** START OF RECORDS FOR THIS EXERCISE **

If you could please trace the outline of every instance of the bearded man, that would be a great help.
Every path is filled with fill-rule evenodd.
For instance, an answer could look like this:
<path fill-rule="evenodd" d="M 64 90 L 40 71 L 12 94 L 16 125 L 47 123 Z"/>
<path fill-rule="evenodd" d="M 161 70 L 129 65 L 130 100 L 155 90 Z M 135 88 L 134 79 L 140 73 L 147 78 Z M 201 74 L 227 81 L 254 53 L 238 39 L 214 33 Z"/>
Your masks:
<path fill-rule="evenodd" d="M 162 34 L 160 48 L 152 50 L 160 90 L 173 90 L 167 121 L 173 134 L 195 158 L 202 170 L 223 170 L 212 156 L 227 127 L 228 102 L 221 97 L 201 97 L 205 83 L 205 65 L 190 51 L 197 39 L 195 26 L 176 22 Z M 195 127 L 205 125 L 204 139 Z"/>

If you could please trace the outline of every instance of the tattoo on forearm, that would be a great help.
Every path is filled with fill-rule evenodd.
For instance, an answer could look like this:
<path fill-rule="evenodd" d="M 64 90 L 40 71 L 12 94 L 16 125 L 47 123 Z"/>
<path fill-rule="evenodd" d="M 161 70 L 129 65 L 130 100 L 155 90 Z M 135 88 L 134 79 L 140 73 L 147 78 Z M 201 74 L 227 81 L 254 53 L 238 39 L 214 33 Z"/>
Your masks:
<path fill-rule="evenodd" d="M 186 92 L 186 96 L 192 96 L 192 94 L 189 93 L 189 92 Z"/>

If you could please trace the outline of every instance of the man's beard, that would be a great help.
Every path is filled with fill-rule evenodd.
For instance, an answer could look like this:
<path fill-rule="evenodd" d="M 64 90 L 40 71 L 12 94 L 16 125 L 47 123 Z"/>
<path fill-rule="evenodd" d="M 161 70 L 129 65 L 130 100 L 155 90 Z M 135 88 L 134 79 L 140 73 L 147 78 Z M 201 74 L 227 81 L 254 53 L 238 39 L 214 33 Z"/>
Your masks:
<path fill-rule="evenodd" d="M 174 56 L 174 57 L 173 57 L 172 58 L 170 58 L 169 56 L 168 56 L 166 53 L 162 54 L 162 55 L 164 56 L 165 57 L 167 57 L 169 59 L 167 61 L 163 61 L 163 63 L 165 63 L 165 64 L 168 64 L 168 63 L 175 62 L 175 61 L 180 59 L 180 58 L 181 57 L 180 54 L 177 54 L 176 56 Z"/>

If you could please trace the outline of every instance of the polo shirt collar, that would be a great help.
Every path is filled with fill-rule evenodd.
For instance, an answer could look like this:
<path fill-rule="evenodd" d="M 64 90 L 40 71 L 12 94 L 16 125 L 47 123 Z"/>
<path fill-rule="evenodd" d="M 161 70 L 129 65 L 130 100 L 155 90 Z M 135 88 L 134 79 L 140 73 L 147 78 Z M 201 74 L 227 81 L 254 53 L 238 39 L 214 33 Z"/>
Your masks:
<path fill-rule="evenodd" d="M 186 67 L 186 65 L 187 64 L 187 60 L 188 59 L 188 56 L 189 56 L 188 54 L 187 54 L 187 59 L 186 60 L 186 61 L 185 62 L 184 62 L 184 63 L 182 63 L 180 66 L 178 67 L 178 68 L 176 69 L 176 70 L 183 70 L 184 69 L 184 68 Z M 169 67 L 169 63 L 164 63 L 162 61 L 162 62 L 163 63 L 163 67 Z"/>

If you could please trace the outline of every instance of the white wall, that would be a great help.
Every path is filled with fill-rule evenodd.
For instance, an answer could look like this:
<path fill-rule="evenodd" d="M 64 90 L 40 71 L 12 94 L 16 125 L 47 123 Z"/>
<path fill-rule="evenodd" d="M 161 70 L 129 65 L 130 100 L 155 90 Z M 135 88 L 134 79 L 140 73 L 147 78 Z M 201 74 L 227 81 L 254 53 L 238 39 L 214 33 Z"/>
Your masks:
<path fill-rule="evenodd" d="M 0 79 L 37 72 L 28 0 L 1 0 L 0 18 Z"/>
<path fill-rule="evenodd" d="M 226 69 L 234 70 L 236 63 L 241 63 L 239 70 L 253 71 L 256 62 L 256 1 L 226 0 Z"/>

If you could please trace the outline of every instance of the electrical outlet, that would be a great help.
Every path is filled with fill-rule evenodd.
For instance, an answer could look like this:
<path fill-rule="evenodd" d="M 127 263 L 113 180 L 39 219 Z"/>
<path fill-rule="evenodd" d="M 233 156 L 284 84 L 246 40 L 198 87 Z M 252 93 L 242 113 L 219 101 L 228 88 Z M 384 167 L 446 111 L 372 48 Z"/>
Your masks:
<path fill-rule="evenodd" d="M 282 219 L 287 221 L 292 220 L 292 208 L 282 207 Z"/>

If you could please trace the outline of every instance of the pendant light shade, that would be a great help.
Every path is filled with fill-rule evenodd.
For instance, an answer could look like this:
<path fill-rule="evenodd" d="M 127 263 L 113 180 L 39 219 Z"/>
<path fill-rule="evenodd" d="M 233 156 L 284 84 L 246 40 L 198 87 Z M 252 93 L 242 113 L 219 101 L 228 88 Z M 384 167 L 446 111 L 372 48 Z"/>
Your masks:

** END OF RECORDS FOR THIS EXERCISE **

● WHAT NEEDS TO BE DONE
Rewrite the entire listing above as a numbered list with one line per number, and omit the blank lines.

● RESULT FOR THIS TASK
1. If you could please trace the outline of every instance of the bearded man, that would be a great help.
2. Every path is filled with fill-rule evenodd.
3. For instance, an answer could look like this:
4. <path fill-rule="evenodd" d="M 64 90 L 40 71 L 12 94 L 16 125 L 47 123 Z"/>
5. <path fill-rule="evenodd" d="M 161 70 L 129 65 L 130 100 L 155 90 Z M 135 88 L 134 79 L 140 73 L 147 78 Z M 201 74 L 227 81 L 254 53 L 238 39 L 214 33 Z"/>
6. Your masks:
7. <path fill-rule="evenodd" d="M 162 34 L 160 48 L 152 50 L 160 90 L 173 90 L 167 121 L 173 134 L 195 158 L 202 170 L 223 170 L 212 156 L 227 127 L 228 102 L 221 97 L 201 97 L 205 83 L 205 65 L 190 51 L 197 39 L 195 26 L 176 22 Z M 195 127 L 205 125 L 204 139 Z"/>
8. If you could please trace the outline of every instance of the tattoo on forearm, that would be a great help.
9. Every path is filled with fill-rule evenodd.
10. For instance, an answer could look like this:
11. <path fill-rule="evenodd" d="M 64 90 L 40 71 L 12 94 L 16 125 L 47 123 Z"/>
12. <path fill-rule="evenodd" d="M 161 70 L 129 65 L 130 100 L 155 90 Z M 135 88 L 134 79 L 140 73 L 147 78 Z M 201 74 L 227 81 L 254 53 L 238 39 L 214 33 Z"/>
13. Your masks:
14. <path fill-rule="evenodd" d="M 186 92 L 186 96 L 192 96 L 192 94 L 189 93 L 189 92 Z"/>
15. If you could please trace the outline of every instance of the man's beard, that would be a great help.
16. Every path is filled with fill-rule evenodd.
17. For instance, an answer could look like this:
18. <path fill-rule="evenodd" d="M 64 90 L 40 71 L 12 94 L 16 125 L 47 123 Z"/>
19. <path fill-rule="evenodd" d="M 161 70 L 129 65 L 130 100 L 155 90 Z M 135 88 L 134 79 L 140 73 L 147 78 Z M 201 74 L 227 81 L 254 53 L 238 39 L 214 33 Z"/>
20. Your masks:
21. <path fill-rule="evenodd" d="M 174 56 L 174 57 L 173 57 L 172 58 L 170 58 L 169 56 L 168 56 L 166 53 L 162 54 L 162 55 L 164 56 L 165 57 L 167 57 L 169 59 L 167 61 L 163 61 L 163 63 L 165 63 L 165 64 L 168 64 L 168 63 L 175 62 L 175 61 L 180 59 L 180 58 L 181 57 L 180 54 L 177 54 L 176 56 Z"/>
22. If you could please trace the outline of every instance of the polo shirt collar, that would be a great help.
23. Every path is filled with fill-rule evenodd.
24. For instance, an answer could look like this:
25. <path fill-rule="evenodd" d="M 64 90 L 40 71 L 12 94 L 16 125 L 47 123 Z"/>
26. <path fill-rule="evenodd" d="M 161 70 L 129 65 L 130 100 L 155 90 Z M 135 88 L 134 79 L 140 73 L 147 78 Z M 201 74 L 227 81 L 254 53 L 238 39 L 214 33 Z"/>
27. Your masks:
28. <path fill-rule="evenodd" d="M 186 67 L 186 65 L 187 64 L 187 60 L 188 59 L 188 56 L 189 56 L 188 54 L 187 54 L 187 59 L 186 60 L 186 61 L 185 62 L 184 62 L 184 63 L 182 63 L 180 66 L 178 67 L 178 68 L 176 69 L 176 70 L 183 70 L 184 69 L 184 68 Z M 169 67 L 169 63 L 164 63 L 162 61 L 162 62 L 163 63 L 163 67 Z"/>
29. If you could please trace the outline of every instance of the white wall, that would be a great help.
30. Every path is filled with fill-rule evenodd.
31. For instance, an answer could look like this:
32. <path fill-rule="evenodd" d="M 64 90 L 40 71 L 12 94 L 16 125 L 47 123 Z"/>
33. <path fill-rule="evenodd" d="M 161 70 L 129 65 L 130 100 L 155 90 Z M 135 88 L 134 79 L 140 73 L 147 78 Z M 201 74 L 227 81 L 254 53 L 238 39 L 214 33 Z"/>
34. Your masks:
35. <path fill-rule="evenodd" d="M 0 79 L 37 72 L 28 0 L 1 0 L 0 18 Z"/>
36. <path fill-rule="evenodd" d="M 226 69 L 234 70 L 236 63 L 241 63 L 239 70 L 253 71 L 256 62 L 256 1 L 226 0 Z"/>
37. If you could please trace the outline of every instance of the electrical outlet, that would be a great help.
38. Every path is filled with fill-rule evenodd.
39. For instance, an answer could look like this:
40. <path fill-rule="evenodd" d="M 127 263 L 113 180 L 39 219 Z"/>
41. <path fill-rule="evenodd" d="M 233 156 L 284 84 L 246 40 L 198 87 Z M 252 93 L 242 113 L 219 101 L 228 88 Z M 384 167 L 446 111 L 372 48 Z"/>
42. Your masks:
43. <path fill-rule="evenodd" d="M 282 219 L 287 221 L 292 220 L 292 208 L 282 207 Z"/>
44. If you could please trace the outline of every instance of the pendant light shade, that would be a great help.
45. Every path is filled with fill-rule evenodd.
46. For instance, an answer could look like this:
47. <path fill-rule="evenodd" d="M 127 263 L 113 180 L 39 219 Z"/>
48. <path fill-rule="evenodd" d="M 233 156 L 284 84 L 246 40 L 198 87 Z M 252 93 L 242 113 L 219 101 L 228 88 Z M 384 167 L 446 111 L 372 48 Z"/>
49. Your masks:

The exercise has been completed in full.